Given instruction
Write out the lines of the listing below verbatim, starting at the line with "of the highway." and ending at the line with "x=60, y=150", including both of those lines and nothing else.

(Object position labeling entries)
** Start **

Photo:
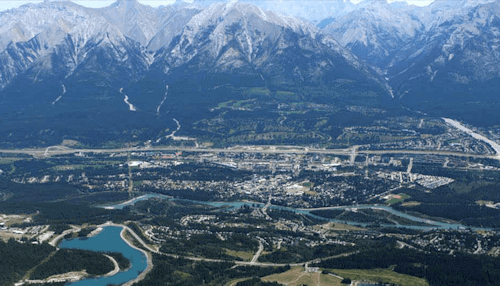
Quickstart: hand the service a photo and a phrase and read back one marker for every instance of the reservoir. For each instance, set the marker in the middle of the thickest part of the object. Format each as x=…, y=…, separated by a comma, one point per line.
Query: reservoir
x=109, y=240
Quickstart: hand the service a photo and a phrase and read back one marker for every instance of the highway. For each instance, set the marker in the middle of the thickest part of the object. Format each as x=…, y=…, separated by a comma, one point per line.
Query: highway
x=351, y=152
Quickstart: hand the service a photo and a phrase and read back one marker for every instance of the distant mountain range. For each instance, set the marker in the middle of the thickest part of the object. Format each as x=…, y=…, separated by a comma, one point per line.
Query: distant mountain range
x=59, y=57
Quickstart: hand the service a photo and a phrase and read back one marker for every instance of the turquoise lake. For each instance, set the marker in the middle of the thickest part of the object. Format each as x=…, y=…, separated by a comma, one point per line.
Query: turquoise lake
x=109, y=240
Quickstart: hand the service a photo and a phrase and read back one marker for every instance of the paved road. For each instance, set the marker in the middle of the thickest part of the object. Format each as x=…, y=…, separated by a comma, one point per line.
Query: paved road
x=259, y=252
x=217, y=260
x=60, y=150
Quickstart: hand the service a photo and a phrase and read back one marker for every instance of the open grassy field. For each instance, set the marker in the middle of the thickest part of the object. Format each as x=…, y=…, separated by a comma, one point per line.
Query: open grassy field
x=245, y=255
x=297, y=277
x=339, y=227
x=380, y=275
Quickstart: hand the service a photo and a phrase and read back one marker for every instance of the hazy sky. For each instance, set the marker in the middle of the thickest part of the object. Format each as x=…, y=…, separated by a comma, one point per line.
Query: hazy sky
x=8, y=4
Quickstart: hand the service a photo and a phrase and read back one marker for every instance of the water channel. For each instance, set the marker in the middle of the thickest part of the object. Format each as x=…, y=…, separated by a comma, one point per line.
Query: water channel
x=431, y=224
x=109, y=240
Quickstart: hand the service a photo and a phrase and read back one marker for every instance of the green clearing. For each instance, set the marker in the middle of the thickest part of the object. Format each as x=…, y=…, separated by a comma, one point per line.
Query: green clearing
x=401, y=198
x=463, y=188
x=257, y=91
x=297, y=277
x=245, y=255
x=381, y=276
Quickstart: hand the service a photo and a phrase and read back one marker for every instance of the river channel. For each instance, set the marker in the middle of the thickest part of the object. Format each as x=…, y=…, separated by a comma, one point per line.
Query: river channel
x=109, y=240
x=431, y=224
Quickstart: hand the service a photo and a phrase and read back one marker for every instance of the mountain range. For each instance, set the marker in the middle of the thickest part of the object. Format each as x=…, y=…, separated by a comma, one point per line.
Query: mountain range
x=58, y=59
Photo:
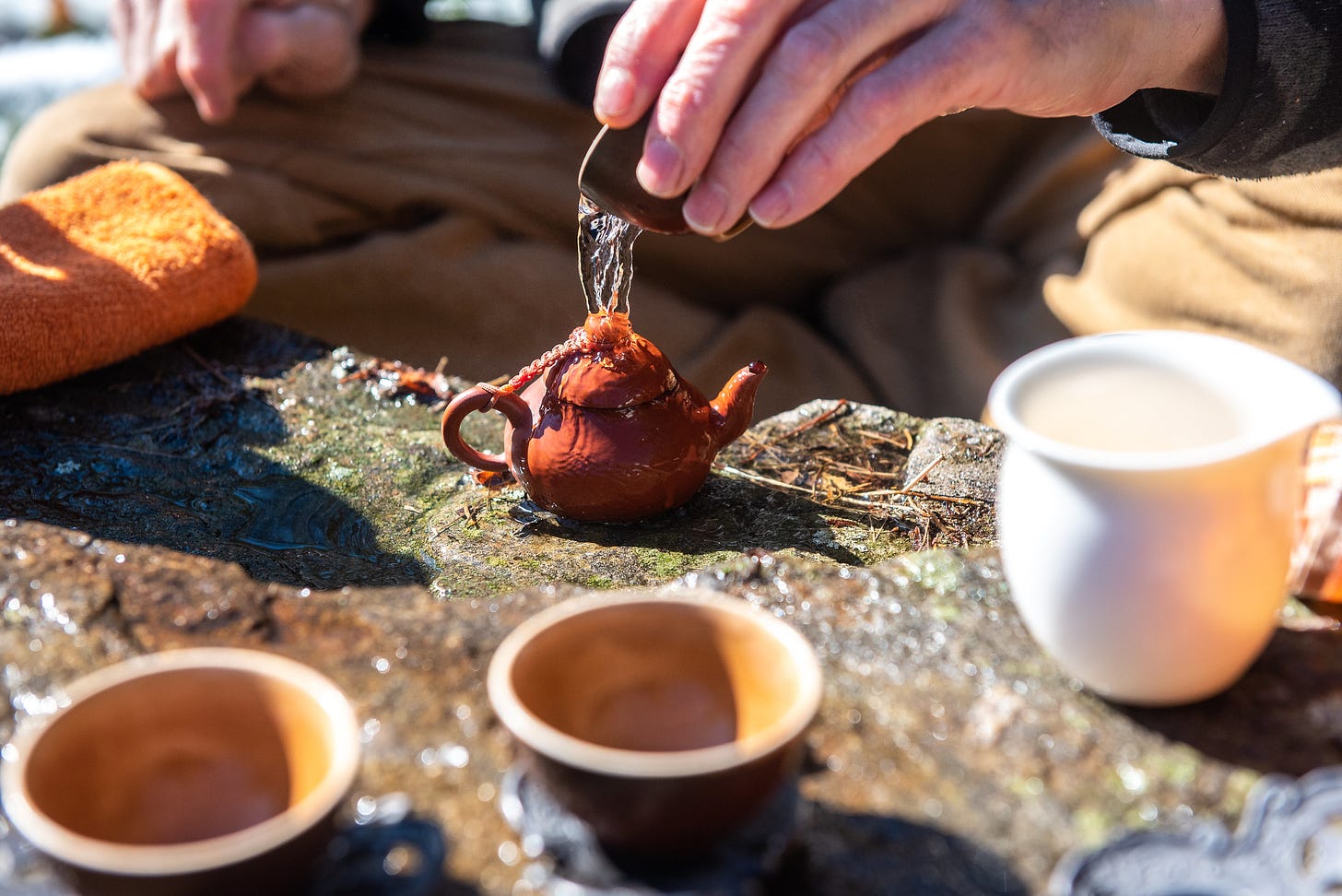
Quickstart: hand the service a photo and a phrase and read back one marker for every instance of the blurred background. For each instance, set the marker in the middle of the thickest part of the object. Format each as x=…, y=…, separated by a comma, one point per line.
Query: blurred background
x=52, y=47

** End **

Answer below
Quickstart: hand the service a photo and a phrase and read back one marker for every instance of the highway. For each instance, set the marker in the middle of the thickest part of the object. Format each as x=…, y=…, separated by a comma, one point per line.
Query: highway
x=351, y=152
Quickstart: hand the service a photo and a phrase and read back one marker for every instance of the distant mountain range. For each instance, set the marker in the middle of the thickest part of the object. Format each as x=…, y=…, separated by a comma, one point per line.
Query: distant mountain range
x=59, y=57
Quickstart: hand the service a photo and a phrase and read back one marker for every instance of the turquoise lake. For each instance, set the marker in the middle of the thickest part of the object. Format each as x=…, y=…, separated by a comma, one point per line.
Query: turquoise lake
x=109, y=240
Quickstart: hand the service a photo and a phrase and read back one marker for every instance of the paved road. For each instance, set the marker in the middle of the thickest part of the object. Format each as x=…, y=…, separated by a comma, one point per line.
Query: paved road
x=259, y=252
x=217, y=260
x=60, y=150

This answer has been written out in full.